Continue the series-circuit explanation from the point where it stops.

READING TEXT:
+ + + + + + +

Lets remove the resistor and see what happens. We now have a series circuit consisting of a battery, ammeter #1, bulb, and ammeter #2. Let's assume our power supply is adjusted correctly so as NOT to damage the light bulb. WRT the current, nothing changes. Since this is a series circuit the current is the same in both ammeters. Actually we can generalize this statement and state that "current is the same at every point in a series circuit."

For voltage you could:

1) disconnect the light bulb

2) measure the voltage of the power supply (will be whatever you set it to)

3) measure the voltage on the light bulb (will be zero)

4) connect the light bulb to the power supply and measure the voltage (will be whatever you set it to). The power supply and the bulb now have the same voltage.

+ + + + + + +

DATA EXTRACT:
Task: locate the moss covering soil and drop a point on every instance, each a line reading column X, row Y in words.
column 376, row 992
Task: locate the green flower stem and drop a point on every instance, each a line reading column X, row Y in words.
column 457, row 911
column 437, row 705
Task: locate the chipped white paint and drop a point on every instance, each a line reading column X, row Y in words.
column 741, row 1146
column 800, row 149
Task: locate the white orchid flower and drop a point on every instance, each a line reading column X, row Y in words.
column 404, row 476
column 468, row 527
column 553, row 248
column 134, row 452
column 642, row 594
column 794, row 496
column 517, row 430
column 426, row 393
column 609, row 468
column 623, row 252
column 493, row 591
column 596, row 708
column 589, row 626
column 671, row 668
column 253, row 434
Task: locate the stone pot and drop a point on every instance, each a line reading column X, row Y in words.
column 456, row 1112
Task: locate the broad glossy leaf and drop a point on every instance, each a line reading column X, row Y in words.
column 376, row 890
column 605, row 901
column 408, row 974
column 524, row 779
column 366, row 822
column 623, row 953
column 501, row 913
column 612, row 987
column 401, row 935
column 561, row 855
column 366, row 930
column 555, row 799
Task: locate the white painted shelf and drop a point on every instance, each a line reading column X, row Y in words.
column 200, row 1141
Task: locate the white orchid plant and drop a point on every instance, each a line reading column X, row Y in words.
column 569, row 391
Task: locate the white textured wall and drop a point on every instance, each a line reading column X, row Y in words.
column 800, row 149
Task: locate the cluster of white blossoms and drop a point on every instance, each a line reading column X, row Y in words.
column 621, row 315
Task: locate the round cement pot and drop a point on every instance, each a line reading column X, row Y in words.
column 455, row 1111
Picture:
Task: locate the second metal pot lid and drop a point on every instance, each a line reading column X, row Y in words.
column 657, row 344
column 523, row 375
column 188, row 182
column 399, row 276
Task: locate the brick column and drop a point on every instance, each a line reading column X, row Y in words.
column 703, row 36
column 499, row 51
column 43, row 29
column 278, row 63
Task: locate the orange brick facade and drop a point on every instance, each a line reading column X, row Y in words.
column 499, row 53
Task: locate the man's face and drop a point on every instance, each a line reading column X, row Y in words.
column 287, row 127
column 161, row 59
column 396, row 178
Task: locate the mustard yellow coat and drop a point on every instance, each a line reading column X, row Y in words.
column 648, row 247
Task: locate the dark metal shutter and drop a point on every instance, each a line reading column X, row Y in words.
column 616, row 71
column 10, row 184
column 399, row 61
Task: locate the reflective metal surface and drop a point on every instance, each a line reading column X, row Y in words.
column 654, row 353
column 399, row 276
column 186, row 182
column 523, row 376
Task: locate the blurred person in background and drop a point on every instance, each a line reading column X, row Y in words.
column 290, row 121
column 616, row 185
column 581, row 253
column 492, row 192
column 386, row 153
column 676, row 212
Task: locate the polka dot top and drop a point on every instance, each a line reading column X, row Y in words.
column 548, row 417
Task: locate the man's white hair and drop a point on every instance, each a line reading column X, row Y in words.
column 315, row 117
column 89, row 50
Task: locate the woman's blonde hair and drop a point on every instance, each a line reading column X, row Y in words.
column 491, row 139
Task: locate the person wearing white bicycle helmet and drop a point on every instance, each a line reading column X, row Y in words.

+ + + + + + +

TASK ANSWER:
We can now make a statement about the power supply and bulb forming a loop. The power supply is the “source” (like a pump) that increases the electrical potential energy and the bulb is a “sink.” It reduces the electric potential energy. For good measure describe how the law of conservation of energy fits into this picture.

And yes, you could continue for the remainder of the lab to determine if the light bulb was nonohmic. Just measure the voltage across and the current through the light bulb as the power supply is varied. Plot the results and make your determination...

Please take a few minutes to look up Kirchoff’s Current Law (KCL) and Kirchoff’s Voltage Law (KVL) as these are really what we are talking about.

Keep up the good work!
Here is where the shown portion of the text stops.